- **Arbeitsaufträge**
1 > Wem folgt die Strafkammer laut dem Seitenauszug bei der Gefahrenprognose?
2 > Schreib den Seitenauszug über die Unterbringung im psychiatrischen Krankenhaus nach seinem letzten Satz weiter.

- **Seitenauszug**
3. Auch die Nichtanordnung der Unterbringung des Angeklagten in einem psychiatrischen Krankenhaus begegnet durchgreifenden rechtlichen Bedenken.

a) Das Urteil genügt nicht den bereits unter 2.a) dargestellten Anforderungen, die an die Darlegung der das Sachverständigengutachten tragenden Begründung zu stellen sind. So lässt die Strafkammer, die bei der Gefahrenprognose dem Sachverständigen folgt, dessen Schlussfolgerung unerörtert, er könne nicht prognostizieren, ob der Angeklagte aus psychiatrischer Sicht künftig krankheitsbedingt schwerere Delikte als die verfahrensgegenständlichen Taten begehen werde. Worauf - trotz der festgestellten Anknüpfungs- und Befundtatsachen - die fehlende Möglichkeit einer Prognose beruht, bleibt dabei jedoch vollständig offen. Die Einschätzung des Sachverständigen ist damit nicht nachvollziehbar und der Nachprüfbarkeit durch das Revisionsgericht entzogen.

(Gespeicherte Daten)
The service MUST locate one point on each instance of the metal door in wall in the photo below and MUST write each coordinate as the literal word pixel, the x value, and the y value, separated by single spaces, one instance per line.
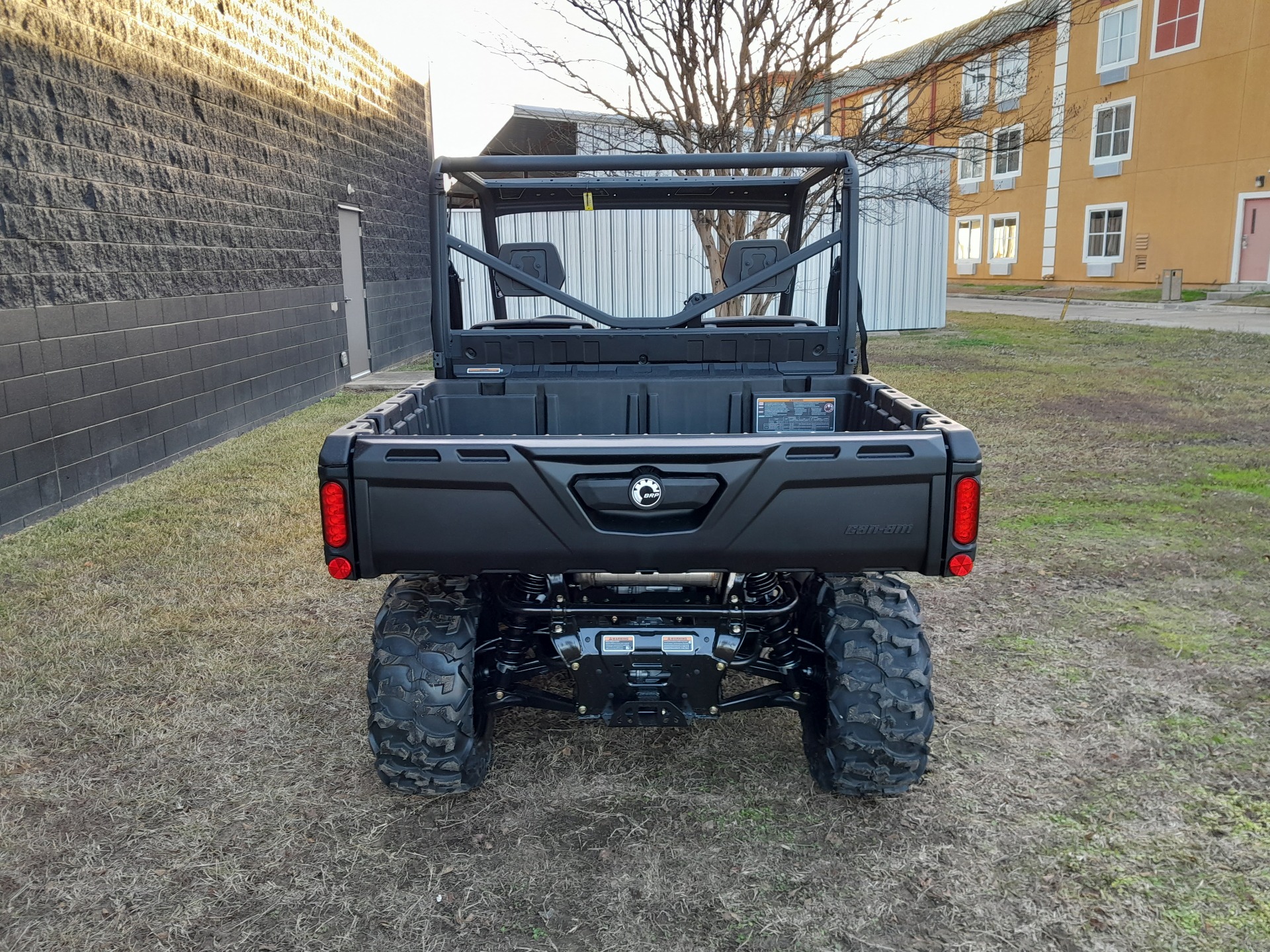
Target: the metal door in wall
pixel 355 290
pixel 1255 241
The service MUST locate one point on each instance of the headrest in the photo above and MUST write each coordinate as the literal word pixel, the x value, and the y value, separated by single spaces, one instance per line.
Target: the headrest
pixel 746 258
pixel 539 259
pixel 545 323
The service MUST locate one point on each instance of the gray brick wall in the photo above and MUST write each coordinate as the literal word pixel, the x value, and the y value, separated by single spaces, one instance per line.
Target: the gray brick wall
pixel 169 253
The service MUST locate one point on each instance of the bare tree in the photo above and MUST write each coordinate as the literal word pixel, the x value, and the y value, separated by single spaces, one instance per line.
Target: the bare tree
pixel 749 77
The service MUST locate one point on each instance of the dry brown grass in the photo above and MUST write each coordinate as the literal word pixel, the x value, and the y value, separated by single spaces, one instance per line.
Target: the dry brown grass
pixel 182 713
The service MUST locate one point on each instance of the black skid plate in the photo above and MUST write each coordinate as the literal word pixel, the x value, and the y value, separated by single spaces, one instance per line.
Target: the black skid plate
pixel 634 677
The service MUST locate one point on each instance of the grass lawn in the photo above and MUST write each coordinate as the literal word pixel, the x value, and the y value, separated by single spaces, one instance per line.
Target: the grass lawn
pixel 182 713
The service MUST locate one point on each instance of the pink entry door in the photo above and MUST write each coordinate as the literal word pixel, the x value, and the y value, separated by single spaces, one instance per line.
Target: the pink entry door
pixel 1255 241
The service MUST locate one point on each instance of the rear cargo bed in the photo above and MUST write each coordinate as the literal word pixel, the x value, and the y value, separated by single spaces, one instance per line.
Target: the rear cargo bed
pixel 472 476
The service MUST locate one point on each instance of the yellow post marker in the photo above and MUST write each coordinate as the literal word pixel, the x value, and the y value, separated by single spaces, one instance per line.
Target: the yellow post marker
pixel 1070 292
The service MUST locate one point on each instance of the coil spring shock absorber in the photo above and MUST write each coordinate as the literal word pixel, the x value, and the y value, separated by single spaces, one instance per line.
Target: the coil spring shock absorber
pixel 515 641
pixel 763 588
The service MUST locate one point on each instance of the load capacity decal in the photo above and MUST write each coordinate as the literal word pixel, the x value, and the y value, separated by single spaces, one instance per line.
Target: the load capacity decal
pixel 794 414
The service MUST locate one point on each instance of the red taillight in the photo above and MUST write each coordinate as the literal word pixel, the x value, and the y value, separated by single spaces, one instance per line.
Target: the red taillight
pixel 966 510
pixel 334 516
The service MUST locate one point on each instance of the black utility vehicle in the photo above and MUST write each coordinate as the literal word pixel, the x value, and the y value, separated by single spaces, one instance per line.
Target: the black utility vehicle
pixel 607 521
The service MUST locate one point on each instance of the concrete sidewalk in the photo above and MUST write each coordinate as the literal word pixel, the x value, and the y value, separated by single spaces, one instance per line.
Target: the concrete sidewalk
pixel 1202 317
pixel 394 381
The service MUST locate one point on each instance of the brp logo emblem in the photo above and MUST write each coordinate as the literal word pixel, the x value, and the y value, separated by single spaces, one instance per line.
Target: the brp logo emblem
pixel 646 492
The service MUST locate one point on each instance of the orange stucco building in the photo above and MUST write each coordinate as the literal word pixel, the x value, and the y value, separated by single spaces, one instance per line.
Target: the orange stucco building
pixel 1099 143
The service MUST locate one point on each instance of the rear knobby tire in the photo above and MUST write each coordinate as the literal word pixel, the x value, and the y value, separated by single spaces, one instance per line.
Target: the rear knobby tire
pixel 870 736
pixel 429 733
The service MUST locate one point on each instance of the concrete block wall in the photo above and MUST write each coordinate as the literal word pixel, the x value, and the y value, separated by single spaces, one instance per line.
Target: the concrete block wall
pixel 169 252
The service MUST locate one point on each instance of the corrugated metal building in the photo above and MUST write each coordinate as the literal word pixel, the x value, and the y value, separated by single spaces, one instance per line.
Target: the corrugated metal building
pixel 636 263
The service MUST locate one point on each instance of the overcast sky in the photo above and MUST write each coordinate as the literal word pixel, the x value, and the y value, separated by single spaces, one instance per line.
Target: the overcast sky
pixel 474 89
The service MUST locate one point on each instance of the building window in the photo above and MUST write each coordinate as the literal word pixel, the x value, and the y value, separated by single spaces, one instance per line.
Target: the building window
pixel 1118 36
pixel 1113 131
pixel 1011 73
pixel 886 111
pixel 1104 233
pixel 972 157
pixel 976 79
pixel 1003 235
pixel 1007 151
pixel 1177 23
pixel 969 240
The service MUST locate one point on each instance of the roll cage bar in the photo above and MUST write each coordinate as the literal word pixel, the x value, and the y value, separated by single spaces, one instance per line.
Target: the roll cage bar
pixel 779 193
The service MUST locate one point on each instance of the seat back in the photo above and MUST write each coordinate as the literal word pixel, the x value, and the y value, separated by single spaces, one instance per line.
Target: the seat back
pixel 539 259
pixel 746 258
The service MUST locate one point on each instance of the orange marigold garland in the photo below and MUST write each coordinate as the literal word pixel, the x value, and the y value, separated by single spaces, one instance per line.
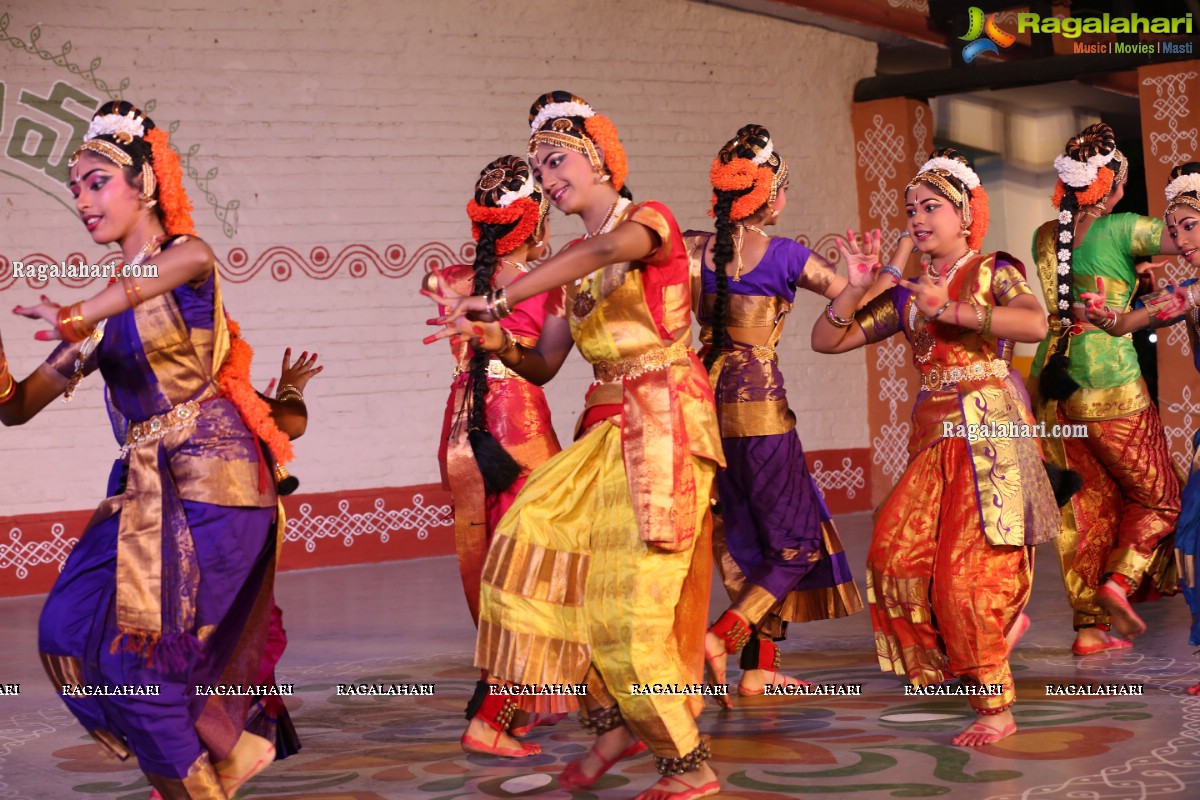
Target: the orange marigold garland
pixel 525 212
pixel 177 209
pixel 732 176
pixel 981 215
pixel 234 382
pixel 604 134
pixel 738 175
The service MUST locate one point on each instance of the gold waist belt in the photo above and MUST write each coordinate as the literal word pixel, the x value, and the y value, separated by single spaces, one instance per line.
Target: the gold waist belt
pixel 939 378
pixel 159 427
pixel 649 361
pixel 496 370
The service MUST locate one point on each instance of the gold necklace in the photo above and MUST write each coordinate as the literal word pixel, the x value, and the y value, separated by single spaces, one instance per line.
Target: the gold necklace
pixel 585 301
pixel 607 218
pixel 931 271
pixel 737 248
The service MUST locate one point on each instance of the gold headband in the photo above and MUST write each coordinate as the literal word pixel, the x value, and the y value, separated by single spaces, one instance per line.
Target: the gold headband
pixel 121 158
pixel 577 143
pixel 105 149
pixel 1182 199
pixel 939 178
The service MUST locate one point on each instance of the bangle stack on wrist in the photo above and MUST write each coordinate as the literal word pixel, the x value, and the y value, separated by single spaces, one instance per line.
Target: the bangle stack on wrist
pixel 834 319
pixel 498 304
pixel 287 391
pixel 7 385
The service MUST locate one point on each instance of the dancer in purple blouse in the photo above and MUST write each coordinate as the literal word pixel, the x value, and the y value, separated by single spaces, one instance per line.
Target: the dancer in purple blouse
pixel 781 558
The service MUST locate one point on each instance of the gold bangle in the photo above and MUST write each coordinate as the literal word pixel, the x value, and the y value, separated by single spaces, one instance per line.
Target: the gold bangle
pixel 834 319
pixel 70 324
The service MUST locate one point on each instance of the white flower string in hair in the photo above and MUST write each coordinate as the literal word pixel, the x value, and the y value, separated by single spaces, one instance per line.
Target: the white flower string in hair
pixel 553 110
pixel 121 127
pixel 966 175
pixel 1182 185
pixel 509 198
pixel 1080 174
pixel 765 154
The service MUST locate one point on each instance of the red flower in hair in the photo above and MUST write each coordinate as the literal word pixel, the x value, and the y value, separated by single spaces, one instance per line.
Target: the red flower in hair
pixel 177 209
pixel 604 134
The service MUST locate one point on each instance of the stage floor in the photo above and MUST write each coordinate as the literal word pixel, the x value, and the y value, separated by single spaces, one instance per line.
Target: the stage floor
pixel 406 623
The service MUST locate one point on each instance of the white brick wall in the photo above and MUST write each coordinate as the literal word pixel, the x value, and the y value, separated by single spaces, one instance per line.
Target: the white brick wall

- **Gelöste Aufgaben**
1 > Dem Sachverständigen.

2 >
b) Soweit das Landgericht im Rahmen der Gefährlichkeitsprognose eine Wahrscheinlichkeit höheren Grades, der Angeklagte werde infolge des überdauernden Zustands in Zukunft erhebliche rechtswidrige Taten begehen, durch welche die Opfer seelisch oder körperlich erheblich geschädigt oder erheblich gefährdet werden, verneint hat, sind darüber hinaus die Ausführungen bei der für die Prognose wichtigen Frage bisheriger Straffälligkeit widersprüchlich. So sind die Angaben des Sachverständigen, es sei „seit vielen Jahren immer wieder [zu] dokumentierten Gewaltanwendungen gegenüber Vertretern des Helfersystems und - seltener - auch unbeteiligten Dritten“ gekommen und der Angeklagte zeige seit der Erstmanifestation im Jahre 1997, „konstant dissoziale Verhaltensweisen“ nicht mit der Feststellung der Strafkammer in Einklang zu bringen, über die Anlasstaten hinaus lägen keine Erkenntnisse zu „etwaigen weiteren Straftaten“ vor.

4. Die Sache bedarf damit - naheliegender Weise unter Hinzuziehung eines anderen psychiatrischen Sachverständigen - insgesamt neuer Verhandlung und Entscheidung.